Exercise aim. Can you reproduce part of the bird flu article word for word, beginning at the words "The Poultry Farmers Association of" and stopping after "Mr Adjei assured."?

Exercise text.

********

Bird Flu: Poultry Farmers Association commends government for quick intervention

The Poultry Farmers Association of Ghana has lauded government and its partner agencies for working to contain the outbreak of the Avian Influenza, first detected on July 6, 2021, in Ghana.

Mr Victor Oppong Adjei, the National Chairman of the Association, in an interview with the Ghana News Agency on Tuesday, said even though a fourth region; the Ashanti Region, had recorded a case, the containment situation was still better.

So far, four regions; Greater Accra, Central, Volta and Ashanti had recorded the outbreak of the disease.

“But you know the Vet Services, in collaboration with the Association, and other partners are doing their best to avert the spread,” Mr Adjei assured.

He commended institutions including the Veterinary Services, NADMO, Fire Service and the Ministry of Food and Agriculture for being active and supportive in controlling the disease.

Mr Adjei said such outbreaks were not new in the country but the approach to stop the spread was very important and that was what the team of collaborators were doing to avert any spread that would have adverse effect on the industry and the economy as a whole.

He said many of the farms, which involved mainly the small poultry farms that were infected by the flu, had all been depopulated and disinfected, and being allowed to lie fallow and quarantine for six more months.

He said a lot of education was ongoing among the poultry farmers so they could detect and report sick birds as well as be able to keep their farms neat, while preventing people and vehicles from entering the farms.

As part of measures to control the situation, Mr Adjei said members of the Poultry Farmers Association were being granted movement permit by the Veterinary Services to enable them to transport all chicken and chicken products to other regions for sale.

Mr Adjei assured the public that it was safe to eat chicken and chicken products since they were all safe.

He explained that the poultry birds that were infected could not even lay eggs and they also looked very weak and unappetizing to be brought to the open market.

Mr Adjei, however, advised that chicken and eggs should be boiled “very well” before they were consumed.

He assured the farmers that government would pay a “good compensation” for their destroyed birds and urged them not to hide their sick birds but report to the authorities for the necessary intervention.

He urged them to ensure they intensified their biosecurity measures to prevent infections on their farms.

********

Data extract.
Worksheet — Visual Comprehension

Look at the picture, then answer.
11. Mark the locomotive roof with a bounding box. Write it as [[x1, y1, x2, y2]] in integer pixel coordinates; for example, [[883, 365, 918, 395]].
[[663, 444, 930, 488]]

********

Your solution.
The Poultry Farmers Association of Ghana has lauded government and its partner agencies for working to contain the outbreak of the Avian Influenza, first detected on July 6, 2021, in Ghana.

Mr Victor Oppong Adjei, the National Chairman of the Association, in an interview with the Ghana News Agency on Tuesday, said even though a fourth region; the Ashanti Region, had recorded a case, the containment situation was still better.

So far, four regions; Greater Accra, Central, Volta and Ashanti had recorded the outbreak of the disease.

“But you know the Vet Services, in collaboration with the Association, and other partners are doing their best to avert the spread,” Mr Adjei assured.